> [読む文章]:

+++

図3に示した印刷物1において、カラー層6が内部散乱部材4の直上に形成された部位1aでは、カラー層6を通過した光が内部散乱部材4の表面下で反射及び散乱を繰り返す。このため、カラー層6が視認者にとってぼやけて見えるようになる。結果として、上記の部位1aでは、例えば、上記の多層構造に入射された光が内部散乱によって入射位置から離れた位置で反射する際に、入射位置と反射位置との距離が長くなり、且つ多方向に反射される光散乱特性が再現される。
【0042】
また、
図3に示すような少なくとも一部分が多層構造となっている印刷層5において、当該多層構造となっている部分には、ホワイトインクによって構成された白色層7が形成される。より詳しく説明すると、上記の多層構造において、カラー層6が白色層7を介して内部散乱部材4とは反対側に配置される。換言すれば、カラー層6と内部散乱部材4との間に白色層7が存在する。そして、
図3に示した印刷物1のうち、多層構造であって白色層7が形成された部位1bでは、カラー層6を通過した光が白色層7にて反射する。このため、カラー層6が視認者にとって比較的鮮明に見えるようになる。結果として、上記の部位1bでは、例えば、上記の多層構造に入射された光が内部散乱によって入射位置から離れた位置で反射する際に、入射位置と反射位置との距離が然程離れない光散乱特性が再現される。
【0043】
また、対象物が透明部分を有する場合、印刷層5において当該透明部分と対応する部分には、クリアインクによって構成された透明層8が形成される。この透明層8は、
図3に示すように、当該透明層8が形成される部分では印刷層5の最表部に配置される。そして、
図3に示した印刷物1のうち、透明層8が形成された部位1c、1dでは、対象物の表面における透明部分が描画され、その質感(奥行き感)が再現される。
【0044】
また、印刷層5において上記透明部分と対応する部分が多層構造である場合には、その部分では、
図3に示すように、上方から、透明層8、カラー層6及び白色層7が、この順序で形成される。つまり、上記多層構造において、カラー層6は、透明層8と内部散乱部材4との間において透明層8と隣接した状態で(すなわち、透明層8の直下に)配置される。また、白色層7は、カラー層6と内部散乱部材4において内部散乱部材4の直上に配置される。そして、
図3に示した印刷物1のうち、上記の3層が形成された部位1c、1dでは、透明部分の奥行き感と共に、透明部分の直下にある有色部分の光散乱特性が再現される。
【0045】
また、印刷層5において上記透明部分と対応する部分が多層構造である場合、上記の3層(カラー層6、白色層7及び透明層8)に加えて、低明度層9が形成されることもある。この低明度層9は、白色よりも低明度な色であり、例えばグレー色の層である。なお、本実施形態において、グレー色の低明度層9は、例えばグレーインクによって構成されるが、ブラックインクとホワイトインクとを用いて構成されてもよい。また、低明度層9の色については、白色よりも低明度の色であれば、グレー色以外の色、例えば、黒等であってもよい。

+++

> [指示 A]: 読む文章によると、部位1bでカラー層6が比較的はっきり見えるのはなぜですか。1〜3文で説明してください。

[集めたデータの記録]

+++

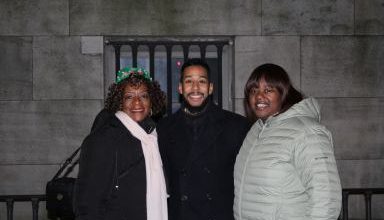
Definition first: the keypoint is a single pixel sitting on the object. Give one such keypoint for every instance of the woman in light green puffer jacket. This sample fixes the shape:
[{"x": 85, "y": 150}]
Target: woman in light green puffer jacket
[{"x": 286, "y": 169}]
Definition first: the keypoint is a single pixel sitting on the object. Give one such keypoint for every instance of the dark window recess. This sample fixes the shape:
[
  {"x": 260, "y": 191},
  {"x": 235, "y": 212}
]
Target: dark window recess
[{"x": 164, "y": 59}]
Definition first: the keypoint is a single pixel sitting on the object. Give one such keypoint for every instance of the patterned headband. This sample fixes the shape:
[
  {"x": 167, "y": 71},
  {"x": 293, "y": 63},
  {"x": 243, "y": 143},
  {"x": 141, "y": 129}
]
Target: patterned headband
[{"x": 128, "y": 72}]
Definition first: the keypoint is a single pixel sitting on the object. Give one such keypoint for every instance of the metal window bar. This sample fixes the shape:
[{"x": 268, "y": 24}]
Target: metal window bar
[
  {"x": 34, "y": 199},
  {"x": 134, "y": 44},
  {"x": 367, "y": 192}
]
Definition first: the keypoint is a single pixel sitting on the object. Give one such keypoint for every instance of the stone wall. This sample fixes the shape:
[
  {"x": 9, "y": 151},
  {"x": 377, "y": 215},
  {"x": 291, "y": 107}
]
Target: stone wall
[{"x": 52, "y": 78}]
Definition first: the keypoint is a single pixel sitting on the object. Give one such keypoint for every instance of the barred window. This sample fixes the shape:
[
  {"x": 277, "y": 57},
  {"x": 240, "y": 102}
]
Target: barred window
[{"x": 164, "y": 58}]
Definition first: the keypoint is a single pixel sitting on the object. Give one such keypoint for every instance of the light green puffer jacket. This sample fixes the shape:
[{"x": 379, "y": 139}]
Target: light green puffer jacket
[{"x": 286, "y": 169}]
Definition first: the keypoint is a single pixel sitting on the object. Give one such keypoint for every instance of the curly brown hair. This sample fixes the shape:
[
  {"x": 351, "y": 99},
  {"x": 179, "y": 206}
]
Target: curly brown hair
[{"x": 114, "y": 100}]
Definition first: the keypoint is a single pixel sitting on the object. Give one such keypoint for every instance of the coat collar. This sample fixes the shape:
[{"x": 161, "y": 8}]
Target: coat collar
[{"x": 214, "y": 126}]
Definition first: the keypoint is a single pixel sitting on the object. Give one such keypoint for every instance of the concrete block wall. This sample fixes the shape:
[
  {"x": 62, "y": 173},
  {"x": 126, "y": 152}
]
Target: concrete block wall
[{"x": 52, "y": 78}]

+++

> [指示 B]: 記録の中で「headband」という語を含む行はいくつありますか。数だけを答えてください。

> [解答 A]: 部位1bでは、カラー層6と内部散乱部材4の間に白色層7があります。そのため、カラー層6を通った光が白色層7で反射するからです。

> [解答 B]: 2